| REQUIREMENT |
Below are the records. Restate word for word every line from the one that contains "Class, indicate each instance of the yellow-green" through the final line, both included.

Coordinate labeling data:
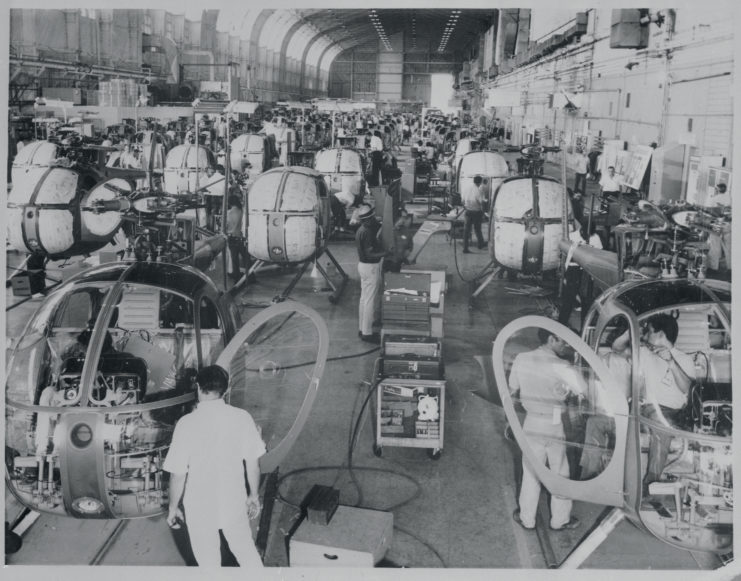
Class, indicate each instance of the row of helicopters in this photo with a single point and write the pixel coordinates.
(104, 368)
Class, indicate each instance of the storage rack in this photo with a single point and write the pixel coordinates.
(411, 375)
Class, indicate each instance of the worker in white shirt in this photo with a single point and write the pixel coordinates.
(376, 159)
(610, 184)
(572, 277)
(581, 168)
(473, 202)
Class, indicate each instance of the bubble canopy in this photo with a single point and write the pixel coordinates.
(106, 367)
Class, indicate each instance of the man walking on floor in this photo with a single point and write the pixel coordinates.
(213, 466)
(473, 202)
(544, 379)
(370, 255)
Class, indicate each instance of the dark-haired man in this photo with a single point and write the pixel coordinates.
(666, 374)
(216, 448)
(370, 254)
(543, 379)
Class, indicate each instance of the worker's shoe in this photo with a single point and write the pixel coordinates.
(516, 518)
(572, 524)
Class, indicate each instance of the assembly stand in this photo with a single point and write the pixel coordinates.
(337, 290)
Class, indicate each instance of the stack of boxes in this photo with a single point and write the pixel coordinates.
(411, 366)
(406, 304)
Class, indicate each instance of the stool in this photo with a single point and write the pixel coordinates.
(355, 537)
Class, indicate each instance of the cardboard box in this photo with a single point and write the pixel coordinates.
(356, 537)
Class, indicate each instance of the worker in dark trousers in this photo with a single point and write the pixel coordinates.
(581, 170)
(572, 276)
(473, 202)
(237, 246)
(376, 146)
(370, 255)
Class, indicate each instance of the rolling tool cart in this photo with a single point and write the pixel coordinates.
(410, 413)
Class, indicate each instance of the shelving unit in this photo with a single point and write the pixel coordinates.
(398, 414)
(410, 380)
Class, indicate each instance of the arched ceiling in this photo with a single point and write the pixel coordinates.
(328, 32)
(354, 27)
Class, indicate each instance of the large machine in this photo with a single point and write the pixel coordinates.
(691, 505)
(289, 223)
(104, 369)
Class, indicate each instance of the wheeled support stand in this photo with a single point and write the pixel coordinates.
(337, 290)
(593, 540)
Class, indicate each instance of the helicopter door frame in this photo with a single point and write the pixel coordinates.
(272, 459)
(608, 486)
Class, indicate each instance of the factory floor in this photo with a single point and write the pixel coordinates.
(453, 512)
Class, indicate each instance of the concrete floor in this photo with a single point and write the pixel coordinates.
(454, 512)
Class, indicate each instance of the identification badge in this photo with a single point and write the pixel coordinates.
(556, 416)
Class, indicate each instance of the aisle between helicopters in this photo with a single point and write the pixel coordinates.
(105, 368)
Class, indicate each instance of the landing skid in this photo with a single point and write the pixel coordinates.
(593, 540)
(337, 290)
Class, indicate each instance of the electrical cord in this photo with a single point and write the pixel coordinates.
(337, 358)
(484, 271)
(348, 465)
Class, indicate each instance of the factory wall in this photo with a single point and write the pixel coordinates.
(677, 90)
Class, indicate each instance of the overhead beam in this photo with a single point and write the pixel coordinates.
(284, 48)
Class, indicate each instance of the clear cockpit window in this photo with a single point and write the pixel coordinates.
(567, 417)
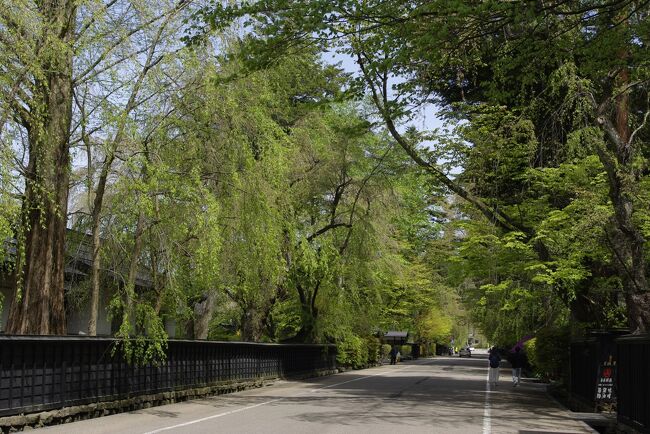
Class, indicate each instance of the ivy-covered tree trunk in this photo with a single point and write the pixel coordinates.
(628, 242)
(38, 303)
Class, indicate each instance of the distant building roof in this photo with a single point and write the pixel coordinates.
(395, 334)
(395, 337)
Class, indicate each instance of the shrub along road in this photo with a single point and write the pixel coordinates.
(444, 394)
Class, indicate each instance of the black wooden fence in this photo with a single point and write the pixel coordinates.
(41, 373)
(634, 381)
(584, 370)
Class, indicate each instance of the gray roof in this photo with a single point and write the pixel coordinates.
(395, 334)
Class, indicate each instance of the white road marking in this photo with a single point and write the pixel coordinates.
(487, 410)
(203, 419)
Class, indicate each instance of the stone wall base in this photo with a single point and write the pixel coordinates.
(28, 421)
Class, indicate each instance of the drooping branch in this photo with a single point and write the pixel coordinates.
(380, 98)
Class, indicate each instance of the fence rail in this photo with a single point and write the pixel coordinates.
(40, 373)
(634, 381)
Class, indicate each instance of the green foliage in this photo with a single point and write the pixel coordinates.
(141, 340)
(352, 352)
(548, 353)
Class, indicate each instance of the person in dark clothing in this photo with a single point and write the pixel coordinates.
(393, 356)
(495, 361)
(517, 362)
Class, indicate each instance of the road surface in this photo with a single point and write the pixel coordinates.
(441, 395)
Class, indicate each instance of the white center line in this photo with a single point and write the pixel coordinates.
(487, 421)
(203, 419)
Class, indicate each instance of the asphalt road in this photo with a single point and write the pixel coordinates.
(441, 395)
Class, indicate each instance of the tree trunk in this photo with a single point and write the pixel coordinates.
(628, 242)
(38, 305)
(203, 311)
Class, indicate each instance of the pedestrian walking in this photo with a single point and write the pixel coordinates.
(517, 362)
(495, 361)
(393, 355)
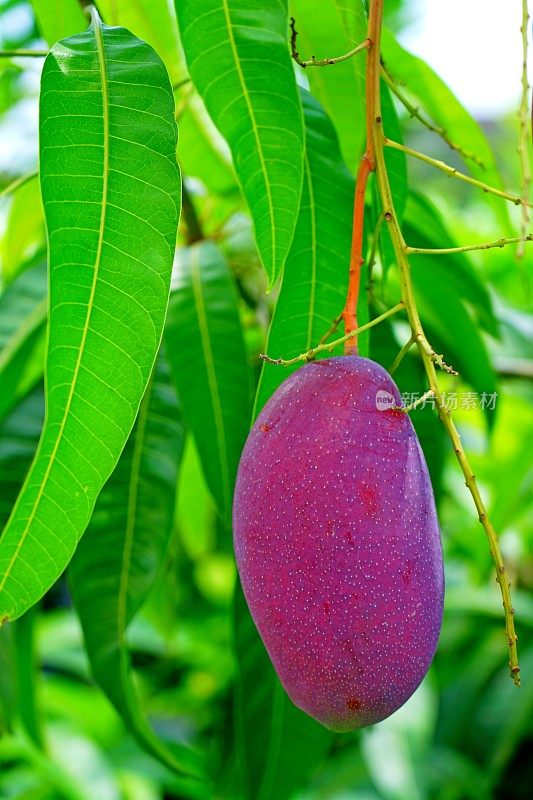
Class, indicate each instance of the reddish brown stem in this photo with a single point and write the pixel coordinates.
(366, 166)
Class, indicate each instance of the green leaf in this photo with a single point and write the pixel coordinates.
(427, 229)
(315, 280)
(23, 313)
(110, 187)
(154, 21)
(124, 550)
(328, 29)
(24, 229)
(292, 744)
(59, 19)
(206, 351)
(239, 60)
(446, 110)
(19, 435)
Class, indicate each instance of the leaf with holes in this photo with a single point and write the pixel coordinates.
(122, 553)
(206, 351)
(110, 187)
(239, 60)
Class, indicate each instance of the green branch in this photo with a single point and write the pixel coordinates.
(416, 113)
(454, 173)
(523, 134)
(310, 354)
(322, 62)
(429, 359)
(416, 251)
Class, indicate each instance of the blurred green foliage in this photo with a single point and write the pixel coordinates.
(467, 732)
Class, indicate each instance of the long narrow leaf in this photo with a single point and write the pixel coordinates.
(23, 312)
(110, 187)
(206, 351)
(124, 549)
(316, 274)
(239, 60)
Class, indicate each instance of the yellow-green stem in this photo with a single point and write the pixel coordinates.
(454, 173)
(310, 354)
(523, 134)
(428, 360)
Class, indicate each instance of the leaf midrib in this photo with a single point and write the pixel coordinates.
(105, 120)
(231, 39)
(312, 298)
(211, 376)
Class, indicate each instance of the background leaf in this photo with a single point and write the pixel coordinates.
(253, 101)
(23, 314)
(124, 550)
(59, 19)
(314, 283)
(107, 291)
(23, 234)
(206, 351)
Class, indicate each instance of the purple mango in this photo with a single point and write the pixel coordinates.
(337, 542)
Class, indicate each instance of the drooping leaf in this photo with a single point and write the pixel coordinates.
(23, 313)
(27, 676)
(154, 21)
(206, 351)
(312, 295)
(110, 187)
(59, 19)
(239, 60)
(446, 110)
(19, 435)
(325, 30)
(292, 744)
(315, 280)
(202, 151)
(124, 550)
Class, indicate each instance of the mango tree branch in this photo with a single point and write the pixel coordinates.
(320, 348)
(466, 248)
(523, 134)
(453, 173)
(425, 350)
(366, 166)
(417, 114)
(321, 62)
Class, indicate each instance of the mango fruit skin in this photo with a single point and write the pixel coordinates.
(337, 543)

| OUTPUT FOR THIS EXERCISE |
Class, indicate each instance of the yellow-green stem in this photo with a single point and write the pixel coordinates.
(454, 173)
(310, 354)
(523, 134)
(428, 360)
Class, indicate each instance of the leaf midrib in this photo with a single point and write the pixel coordinates.
(105, 120)
(231, 39)
(312, 298)
(211, 376)
Class, indicate each instance of the background leaf in this photo with a single point and write the pixel coordinates.
(253, 101)
(23, 314)
(124, 550)
(59, 19)
(314, 283)
(107, 291)
(23, 234)
(206, 351)
Class, indicate each instance of the purple mango in this photo with a single point and write the pixel coordinates.
(337, 542)
Class, indicate each instance of the drooping leaf in this photo with a single point and write the pixel coordinates.
(23, 313)
(27, 676)
(154, 21)
(206, 351)
(312, 295)
(110, 187)
(59, 19)
(239, 60)
(446, 110)
(19, 435)
(325, 30)
(292, 744)
(315, 280)
(202, 151)
(124, 550)
Class, indicate each instance of the mango tree branch in this photo with a single point and write the pixel coordinates.
(320, 348)
(466, 248)
(523, 134)
(453, 173)
(425, 350)
(366, 166)
(417, 114)
(321, 62)
Class, indicate each instance of the mango fruit skin in this photo with a single point and write the pixel coordinates.
(337, 543)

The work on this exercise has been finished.